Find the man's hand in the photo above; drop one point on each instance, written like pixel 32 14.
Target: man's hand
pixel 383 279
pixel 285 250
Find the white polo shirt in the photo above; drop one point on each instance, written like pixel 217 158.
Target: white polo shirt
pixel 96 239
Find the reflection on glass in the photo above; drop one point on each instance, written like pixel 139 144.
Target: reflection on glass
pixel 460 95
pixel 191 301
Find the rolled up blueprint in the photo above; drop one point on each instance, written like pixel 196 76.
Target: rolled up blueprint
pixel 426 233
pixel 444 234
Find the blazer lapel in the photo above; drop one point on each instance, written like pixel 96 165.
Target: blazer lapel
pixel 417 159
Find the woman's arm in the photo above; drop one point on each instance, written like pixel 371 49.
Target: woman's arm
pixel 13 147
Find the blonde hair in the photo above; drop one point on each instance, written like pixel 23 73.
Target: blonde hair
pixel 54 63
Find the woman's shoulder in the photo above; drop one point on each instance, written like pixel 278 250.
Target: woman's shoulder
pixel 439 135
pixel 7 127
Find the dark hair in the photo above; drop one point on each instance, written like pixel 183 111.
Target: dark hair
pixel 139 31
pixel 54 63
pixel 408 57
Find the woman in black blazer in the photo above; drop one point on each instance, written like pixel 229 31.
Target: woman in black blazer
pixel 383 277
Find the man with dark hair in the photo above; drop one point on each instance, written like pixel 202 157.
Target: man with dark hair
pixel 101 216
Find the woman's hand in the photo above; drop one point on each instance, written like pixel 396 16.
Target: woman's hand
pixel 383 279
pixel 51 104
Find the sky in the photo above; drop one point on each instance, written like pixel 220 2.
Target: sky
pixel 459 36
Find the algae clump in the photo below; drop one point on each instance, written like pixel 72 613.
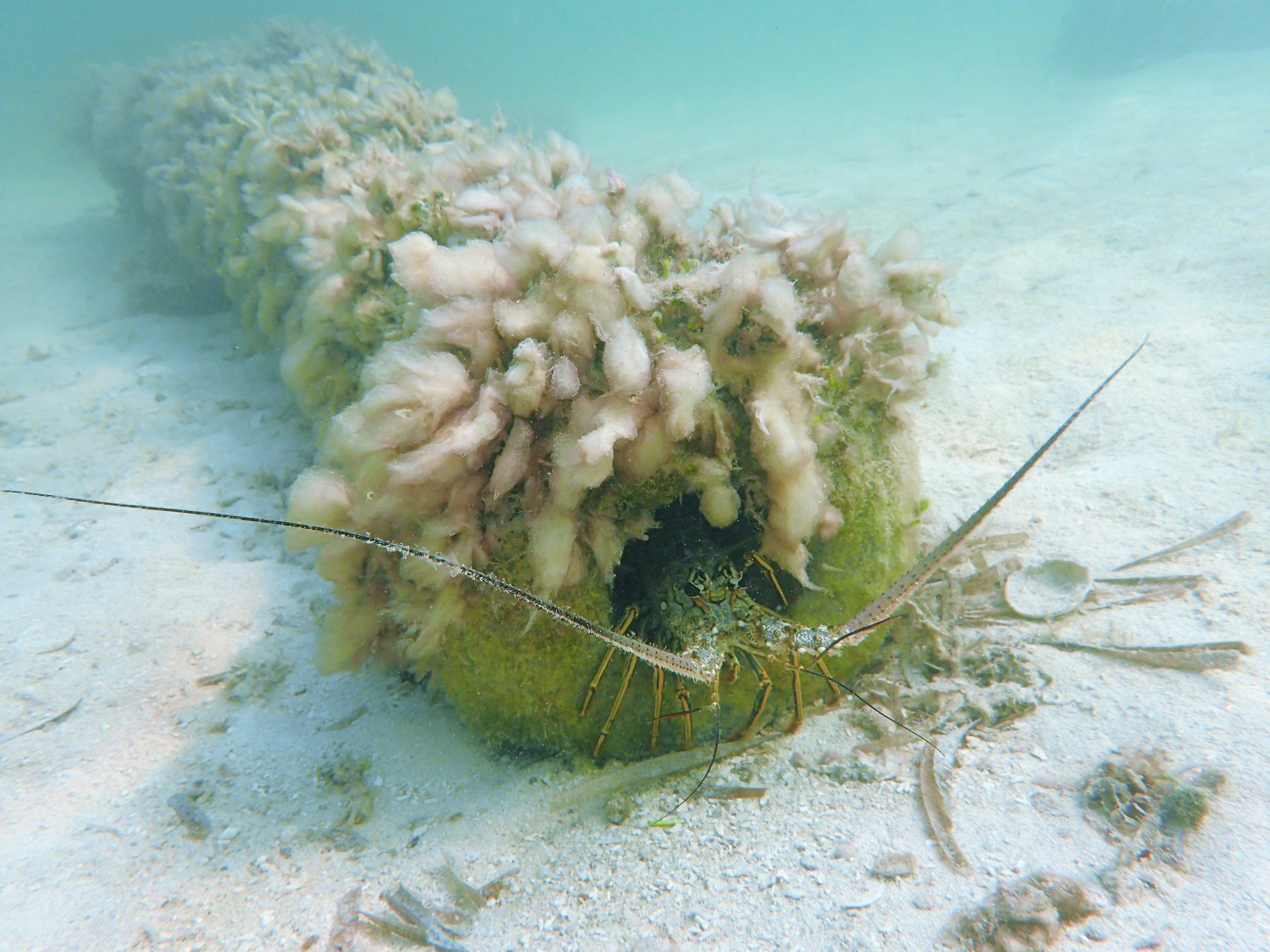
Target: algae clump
pixel 523 362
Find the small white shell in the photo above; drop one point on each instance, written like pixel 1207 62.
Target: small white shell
pixel 1050 589
pixel 864 897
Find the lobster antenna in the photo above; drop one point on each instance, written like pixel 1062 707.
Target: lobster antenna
pixel 649 653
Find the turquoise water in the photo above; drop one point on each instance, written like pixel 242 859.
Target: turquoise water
pixel 675 66
pixel 1093 192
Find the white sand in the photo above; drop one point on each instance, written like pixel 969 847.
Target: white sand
pixel 1128 207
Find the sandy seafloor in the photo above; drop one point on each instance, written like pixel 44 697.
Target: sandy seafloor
pixel 1137 205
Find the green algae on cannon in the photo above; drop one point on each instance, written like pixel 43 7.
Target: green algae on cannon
pixel 530 366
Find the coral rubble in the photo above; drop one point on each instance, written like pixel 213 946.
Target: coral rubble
pixel 519 360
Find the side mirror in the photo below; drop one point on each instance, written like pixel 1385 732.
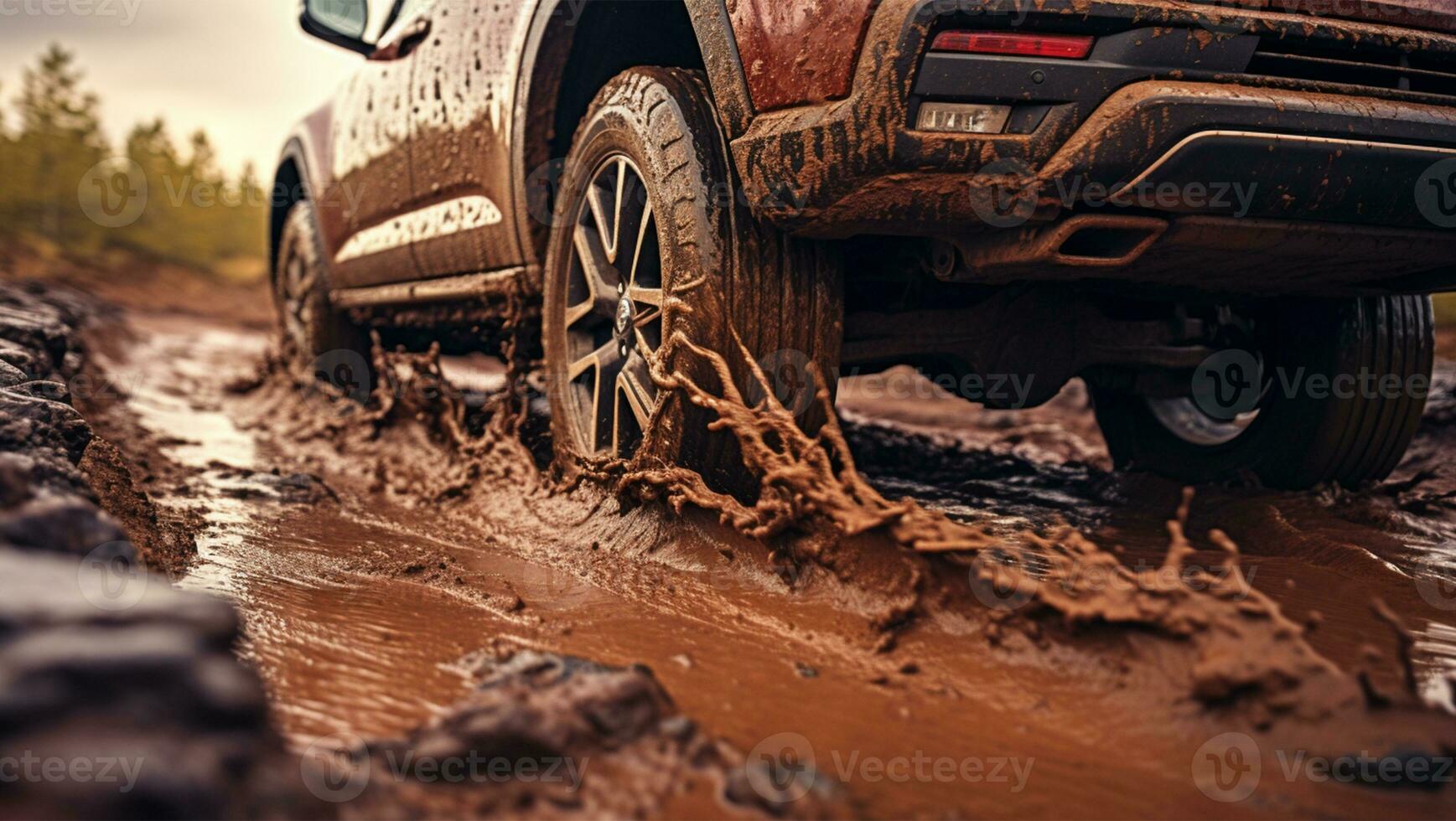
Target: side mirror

→ **REQUIRED ACTION**
Please return all of the material above exactly, minus any pictures.

→ **WRITTEN RESPONSE**
Find the man's hand in the photo above; drop one point on each instance, written like pixel 32 14.
Target: man's hand
pixel 383 279
pixel 285 250
Find the white polo shirt in the photo above; drop one point on each instance, written like pixel 217 158.
Target: white polo shirt
pixel 96 239
Find the reflection on glass in the photo above; drop one point on each instance, written like pixel 139 144.
Target: reflection on glass
pixel 460 95
pixel 191 301
Find the rolled up blueprint in the photo above; drop one point on each instance, written like pixel 196 76.
Target: rolled up blueprint
pixel 426 233
pixel 444 234
Find the blazer lapel in the photo above; drop one point on each instance, written like pixel 96 165.
Target: blazer lapel
pixel 417 159
Find the woman's arm in the photo above; drop one point on each instance, written like pixel 371 49.
Target: woman's arm
pixel 13 147
Find the blonde hair in the photo above; drop one point on each instance, written like pixel 23 73.
Target: blonde hair
pixel 54 63
Find the woman's shoulder in the photo above; drop one point on each instance, written like pixel 278 250.
Target: woman's shoulder
pixel 439 135
pixel 7 127
Find the dark hair in the photo above; drop one point on each instance, written like pixel 183 111.
Target: dark hair
pixel 139 31
pixel 54 63
pixel 408 57
Find the woman in black blazer in the photo above; drop one point on each instance, written like pixel 229 31.
Target: woman in black blazer
pixel 383 277
Find the man with dark hair in the photo above; drop one point on each instance, written like pixel 202 157.
Target: man with dark hair
pixel 101 216
Find the woman's hand in the photo above; drop one point on each instance, written like pixel 396 16.
Target: woman's hand
pixel 383 279
pixel 51 104
Find the sky in the photo above; drop one point on each instance, written like pixel 220 2.
Target: sky
pixel 459 36
Find the algae clump in the photo below; drop one point on each instance, written like pixel 72 613.
Target: algae clump
pixel 523 362
Find the small white shell in the photo above; drop one point on each instance, written like pixel 1207 62.
Target: small white shell
pixel 1050 589
pixel 864 897
Find the lobster antenna in the photo above; drop one point on each instance, written like pixel 1062 707.
Target: lobster antenna
pixel 649 653
Find the turquoise water in the photo above; drop one point on each instance, written like pixel 242 859.
Target: turquoise water
pixel 675 66
pixel 1093 192
Find the white sand in the photo above; drop one point on each instance, written like pixel 969 847.
Target: white sand
pixel 1128 207
Find the sandy seafloor in the photo above; drop one point on each instance, written like pixel 44 697.
Target: sandy seafloor
pixel 1137 205
Find the green algae on cannon in the photo above; drop one point on each instance, written like pixel 43 7.
Target: green algae on cannon
pixel 530 366
Find the coral rubble in the photo above; drop one point on each instance, written like pixel 213 946.
Target: coral rubble
pixel 519 360
Find the side mirror in the photo below; drop one point on each instance, written like pixel 1385 732.
Target: side mirror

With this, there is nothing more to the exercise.